**Tugas dan Latihan:**
1. Dalam makalah tentang shalat Jum'at dan jenazah, shalat Jum'at disebut fardhu 'ain bagi muslim dengan ciri tertentu. Sebutkan semua ciri itu.
2. Menurut makalah tentang shalat Jum'at dan jenazah, pada waktu apa shalat Jum'at dikerjakan?
3. Teruskan makalah tentang shalat Jum'at dan jenazah mulai dari bagian terakhir yang tampak.

**Teks Sumber:**
....

BAB I
PENDAHULUAN
A. Latar Belakang
Dalam kehidupan umat Islam, dalam satu minggu terdapat satu hari dimana orang Islam laki-laki diwajibkan untuk menjalankan shalat berjama’ah di mesjid yaitu pada hari Jum’at. Oleh sebab itu, penyusun mencoba memaparkan masalah tentang shalat Jum’at dan tata caranya.
Tak bisa dipungkiri, setiap yang bernyawa pasti mati. Kita sebagai muslim yang taat mempunyai kewajiban untuk mengurus jenazah saudara kita seperti yang diajarkan oleh Nabi SAW. Di makalah ini penyusun mencoba menjelaskan tentang kewajiban kita mengurus jenazah dan tata caranya.
B. Rumusan Masalah
Rumusan masalah yang dipakai oleh penyusun adalah:
1. Shalat Jum’at :
a. pengertian shalat Jum’at,
b. hukum shalat Jum’at dan dasar hukumnya,
c. syarat-syarat mendirikan shalat Jum’at,
d. sunnat Jum’at,
e. khutbah Jum’at.
2. Penyelenggaran jenazah :
a. memandikan mayit,
b. mengkafani mayat,
c. shalat jenazah,
d. menguburkan mayit.
BAB II
PERMBAHASAN
A. Shalat Jum’at
1. Pengertian Shalat Jum’at
Shalat Jum’at adalah shalat fardhu dua rakaat yang dikerjakan pada waktu Zhuhur sesudah dua khutbah. Orang yang telah mengerjakan shalat jum’at, tidak diwajibkan mengerjakah shalat Zhuhur lagi.[1]
2. Hukum Shalat Jum’at dan Dasar Hukumnya
Shalat Jum’at hukumnya fardhu ‘ain bagi setiap muslim yang mukallaf, laki-laki, merdeka, sehat, dan bukan musafir serta dikerjakan secara berjama’ah. Sebagaimana firman Allah SWT:
هُوَ الَّذِي بَعَثَ فِي الْأُمِّيِّينَ رَسُولاً مِّنْهُمْ يَتْلُو عَلَيْهِمْ آيَاتِهِ وَيُزَكِّيهِمْ وَيُعَلِّمُهُمُ الْكِتَابَ وَالْحِكْمَةَ وَإِن كَانُوا مِن قَبْلُ لَفِي ضَلَالٍ مُّبِينٍ ﴿٢﴾
Artinya : Hai orang-orang beriman, apabila diseru untuk menunaikan shalat Jum'at, maka bersegeralah kamu kepada mengingat Allah dan tinggalkanlah jual beli. Yang demikian itu lebih baik bagimu jika kamu mengetahui. (Al-Jumu’ah: 9)[2]
رُوَاحُ الْجُمُعَةِ وَاجِبٌُ عَلَى كُلِّ مُسْلِمٍ (متفق اليه)

....

**Cuplikan Data:**

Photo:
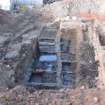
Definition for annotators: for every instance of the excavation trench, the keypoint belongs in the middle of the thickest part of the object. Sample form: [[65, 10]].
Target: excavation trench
[[57, 63]]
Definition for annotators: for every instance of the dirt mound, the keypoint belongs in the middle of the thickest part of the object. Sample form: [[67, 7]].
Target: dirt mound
[[5, 17]]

....

**Hasil Pengerjaan:**
1. Mukallaf, laki-laki, merdeka, sehat, dan bukan musafir.

2. Pada waktu Zhuhur, sesudah dua khutbah.

3.
Arinya : Pergi (ke tempat shalat) jum’at itu wajib atas tiap-tiap orang yang telah dewasa.
Ada empat golongan yang tidak dikenakan kewajiban melakukan shalat Jum’at yaitu : hamba sahaya, perempuan, anak-anak dan orang sakit. Hal ini ditegaskan oleh Rasulullah SAW dalam haditsnya :
الْجُمُعَةِ وَاجِبَةٌ عَلَى كُلِّ مُسْلِمٍ اِلاَّ عَلَى اَرْبَعَةٍ عَبْدٍ مَمْلُوْكٍ وَامْرَاَةٍ وَصَبِيٍّ وَمَرِيْضٍ (رواه ابوا داود)
Artinya : Shalat Jum’at itu wajib atas setiap muslim, kecuali 4 golongan yaitu hamba sahaya, perempuan, anak-anak dan orang sakit. (H.R Abu Daud)[3]
Selain itu hal-hal yang merupakan uzur jama’ah, juga dipandang sebagai uzur dalam melaksanakan shalat Jum’at.
Orang tua bangka dan orang lumpuh, tetap wajib melakukan shalat Jum’at jika mereka mendapatkan pengangkutan, walaupun dengan menyewa ataupun meminjam. Begitu juga dengan orang buta juga tetap wajib melakukan shalat Jum’at bila ia dapat berjalan sendiri tanpa kesulitan atau ada orang yang menuntunnya, sekalipun dengan upah.
Dan bagi orang yang mampu mengerjakannya kemudian ia tinggalkan maka akan dicap sebagai orang yang munafik, Nabi bersabda :
مَنْ تَرَكَ ثَلاَثَ جُمَعٍ تَهَاوُنًا طَبَعَ اللهُ عَلَى قُلُوْبِهِمْ (رواه ابوا داود والترمليذى)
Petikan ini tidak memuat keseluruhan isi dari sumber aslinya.